*Source document*:
====

In most cases, the magnitude ordering appears to achieve a lower Trotter error than the lexicographic ordering. In some cases, this difference exceeds an order of magnitude. However, it is important to note that this represents a large variance on an exceptionally small error. Noting that one Trotter step was sufficient for chemical accuracy in most of the systems studied here, we do not argue that this indicates that a magnitude ordering achieves a useful reduction in error compared to a lexicographic ordering. Future work is required to investigate how significant this distinction is when propagated through the entire phase estimation procedure, as in these circumstances this effect could become sufficiently significant to determine ordering choice.

====

*Record extracts*:
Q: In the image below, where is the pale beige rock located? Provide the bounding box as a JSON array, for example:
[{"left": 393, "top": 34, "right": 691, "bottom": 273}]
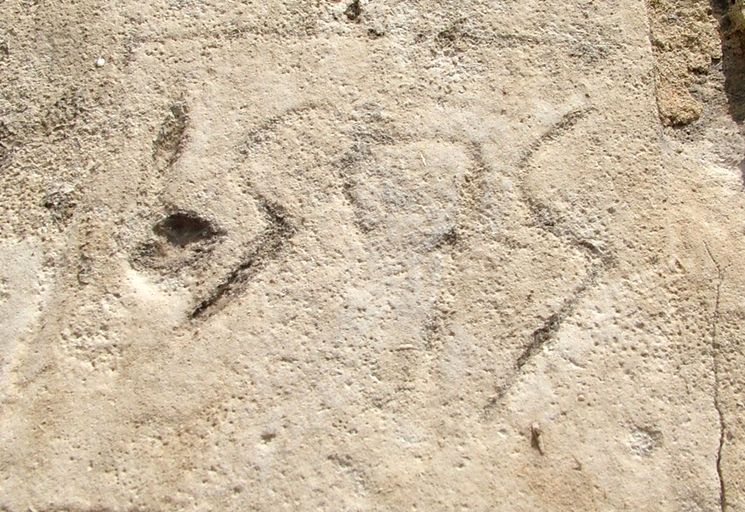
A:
[{"left": 0, "top": 0, "right": 745, "bottom": 512}]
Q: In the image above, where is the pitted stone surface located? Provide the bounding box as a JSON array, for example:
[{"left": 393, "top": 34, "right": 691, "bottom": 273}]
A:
[{"left": 0, "top": 0, "right": 745, "bottom": 512}]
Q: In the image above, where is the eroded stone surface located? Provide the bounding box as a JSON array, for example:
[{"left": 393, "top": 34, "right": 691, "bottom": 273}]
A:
[{"left": 0, "top": 0, "right": 745, "bottom": 512}]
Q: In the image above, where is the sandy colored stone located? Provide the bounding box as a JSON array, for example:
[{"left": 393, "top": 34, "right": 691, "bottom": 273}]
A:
[{"left": 0, "top": 0, "right": 745, "bottom": 512}]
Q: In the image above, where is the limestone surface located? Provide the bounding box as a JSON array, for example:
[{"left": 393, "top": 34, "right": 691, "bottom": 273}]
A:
[{"left": 0, "top": 0, "right": 745, "bottom": 512}]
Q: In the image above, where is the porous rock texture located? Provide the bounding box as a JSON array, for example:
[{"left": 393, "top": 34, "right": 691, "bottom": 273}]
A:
[{"left": 0, "top": 0, "right": 745, "bottom": 512}]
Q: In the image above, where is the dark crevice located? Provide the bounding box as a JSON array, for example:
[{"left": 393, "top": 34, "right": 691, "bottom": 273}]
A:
[
  {"left": 710, "top": 0, "right": 745, "bottom": 123},
  {"left": 484, "top": 108, "right": 614, "bottom": 415},
  {"left": 704, "top": 244, "right": 727, "bottom": 512},
  {"left": 191, "top": 197, "right": 296, "bottom": 319},
  {"left": 344, "top": 0, "right": 362, "bottom": 22},
  {"left": 153, "top": 211, "right": 219, "bottom": 247}
]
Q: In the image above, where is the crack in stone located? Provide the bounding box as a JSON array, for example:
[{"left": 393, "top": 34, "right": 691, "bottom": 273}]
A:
[
  {"left": 190, "top": 197, "right": 297, "bottom": 319},
  {"left": 704, "top": 242, "right": 727, "bottom": 512},
  {"left": 484, "top": 107, "right": 614, "bottom": 416}
]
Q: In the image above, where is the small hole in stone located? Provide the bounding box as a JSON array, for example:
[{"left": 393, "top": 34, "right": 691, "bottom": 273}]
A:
[
  {"left": 344, "top": 0, "right": 362, "bottom": 21},
  {"left": 153, "top": 212, "right": 218, "bottom": 247},
  {"left": 261, "top": 432, "right": 277, "bottom": 444}
]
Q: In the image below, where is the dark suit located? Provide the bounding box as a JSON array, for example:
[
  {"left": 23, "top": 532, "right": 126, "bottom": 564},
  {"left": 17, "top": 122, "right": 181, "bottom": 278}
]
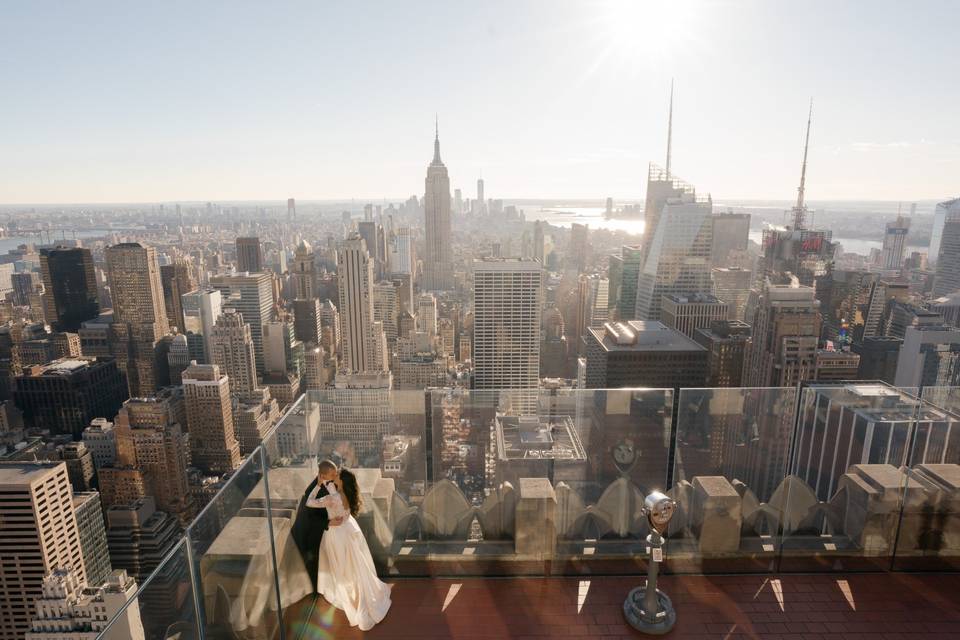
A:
[{"left": 291, "top": 478, "right": 330, "bottom": 591}]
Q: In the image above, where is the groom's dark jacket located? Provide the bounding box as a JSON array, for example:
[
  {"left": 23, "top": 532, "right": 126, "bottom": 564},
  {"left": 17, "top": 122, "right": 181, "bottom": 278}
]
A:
[{"left": 292, "top": 478, "right": 330, "bottom": 591}]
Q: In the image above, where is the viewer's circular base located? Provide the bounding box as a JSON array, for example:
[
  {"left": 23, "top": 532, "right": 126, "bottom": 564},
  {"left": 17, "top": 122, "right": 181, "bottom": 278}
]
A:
[{"left": 623, "top": 586, "right": 677, "bottom": 636}]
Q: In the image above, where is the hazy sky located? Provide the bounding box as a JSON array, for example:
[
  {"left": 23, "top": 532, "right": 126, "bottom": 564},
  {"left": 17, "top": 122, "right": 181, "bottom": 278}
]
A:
[{"left": 0, "top": 0, "right": 960, "bottom": 203}]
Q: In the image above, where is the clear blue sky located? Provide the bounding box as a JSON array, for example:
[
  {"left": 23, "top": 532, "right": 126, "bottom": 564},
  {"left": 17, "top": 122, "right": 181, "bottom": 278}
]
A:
[{"left": 0, "top": 0, "right": 960, "bottom": 203}]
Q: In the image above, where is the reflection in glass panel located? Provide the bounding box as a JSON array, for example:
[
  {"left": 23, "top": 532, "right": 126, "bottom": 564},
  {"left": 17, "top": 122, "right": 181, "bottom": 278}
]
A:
[
  {"left": 187, "top": 454, "right": 283, "bottom": 637},
  {"left": 669, "top": 388, "right": 797, "bottom": 571},
  {"left": 780, "top": 383, "right": 924, "bottom": 571},
  {"left": 94, "top": 540, "right": 200, "bottom": 640},
  {"left": 894, "top": 387, "right": 960, "bottom": 571}
]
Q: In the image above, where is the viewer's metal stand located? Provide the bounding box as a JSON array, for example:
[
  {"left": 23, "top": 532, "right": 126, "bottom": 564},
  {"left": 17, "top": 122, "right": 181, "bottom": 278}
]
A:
[{"left": 623, "top": 491, "right": 677, "bottom": 635}]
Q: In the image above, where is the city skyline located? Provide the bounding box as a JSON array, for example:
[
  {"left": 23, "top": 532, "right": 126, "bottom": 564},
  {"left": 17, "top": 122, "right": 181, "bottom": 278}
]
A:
[{"left": 0, "top": 1, "right": 960, "bottom": 204}]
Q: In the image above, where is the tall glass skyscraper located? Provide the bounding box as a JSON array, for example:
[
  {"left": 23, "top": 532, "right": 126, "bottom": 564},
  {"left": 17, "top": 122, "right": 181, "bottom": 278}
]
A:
[
  {"left": 40, "top": 247, "right": 100, "bottom": 331},
  {"left": 421, "top": 122, "right": 453, "bottom": 291}
]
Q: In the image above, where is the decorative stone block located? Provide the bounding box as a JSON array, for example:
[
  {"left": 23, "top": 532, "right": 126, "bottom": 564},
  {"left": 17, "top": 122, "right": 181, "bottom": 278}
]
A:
[
  {"left": 831, "top": 464, "right": 905, "bottom": 556},
  {"left": 900, "top": 464, "right": 960, "bottom": 555},
  {"left": 690, "top": 476, "right": 743, "bottom": 555},
  {"left": 515, "top": 478, "right": 557, "bottom": 559}
]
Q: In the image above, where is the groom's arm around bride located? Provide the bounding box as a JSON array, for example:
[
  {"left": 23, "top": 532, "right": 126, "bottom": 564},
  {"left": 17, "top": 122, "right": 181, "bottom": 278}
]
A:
[{"left": 292, "top": 478, "right": 330, "bottom": 591}]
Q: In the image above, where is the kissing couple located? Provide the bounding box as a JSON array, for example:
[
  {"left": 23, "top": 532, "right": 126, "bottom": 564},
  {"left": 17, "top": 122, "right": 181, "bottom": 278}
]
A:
[{"left": 292, "top": 460, "right": 390, "bottom": 631}]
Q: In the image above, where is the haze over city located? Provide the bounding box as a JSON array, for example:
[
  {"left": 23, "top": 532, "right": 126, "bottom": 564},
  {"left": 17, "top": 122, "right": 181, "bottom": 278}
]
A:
[{"left": 0, "top": 0, "right": 960, "bottom": 203}]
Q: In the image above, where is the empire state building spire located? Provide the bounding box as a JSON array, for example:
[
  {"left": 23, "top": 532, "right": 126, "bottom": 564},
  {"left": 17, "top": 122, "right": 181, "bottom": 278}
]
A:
[
  {"left": 431, "top": 118, "right": 443, "bottom": 165},
  {"left": 420, "top": 117, "right": 453, "bottom": 291}
]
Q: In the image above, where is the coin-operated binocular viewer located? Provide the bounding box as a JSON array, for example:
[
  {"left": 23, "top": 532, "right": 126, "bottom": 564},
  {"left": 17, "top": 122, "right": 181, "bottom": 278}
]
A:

====

*Tasks*:
• 1. Quote every sentence in the Trotter error passage above that contains the word "ordering".
• 2. Write out the stretch of the Trotter error passage from "In most cases, the" through "determine ordering choice.", word for word.

*Exercise results*:
• 1.
In most cases, the magnitude ordering appears to achieve a lower Trotter error than the lexicographic ordering.

Noting that one Trotter step was sufficient for chemical accuracy in most of the systems studied here, we do not argue that this indicates that a magnitude ordering achieves a useful reduction in error compared to a lexicographic ordering.

Future work is required to investigate how significant this distinction is when propagated through the entire phase estimation procedure, as in these circumstances this effect could become sufficiently significant to determine ordering choice.

• 2.
In most cases, the magnitude ordering appears to achieve a lower Trotter error than the lexicographic ordering. In some cases, this difference exceeds an order of magnitude. However, it is important to note that this represents a large variance on an exceptionally small error. Noting that one Trotter step was sufficient for chemical accuracy in most of the systems studied here, we do not argue that this indicates that a magnitude ordering achieves a useful reduction in error compared to a lexicographic ordering. Future work is required to investigate how significant this distinction is when propagated through the entire phase estimation procedure, as in these circumstances this effect could become sufficiently significant to determine ordering choice.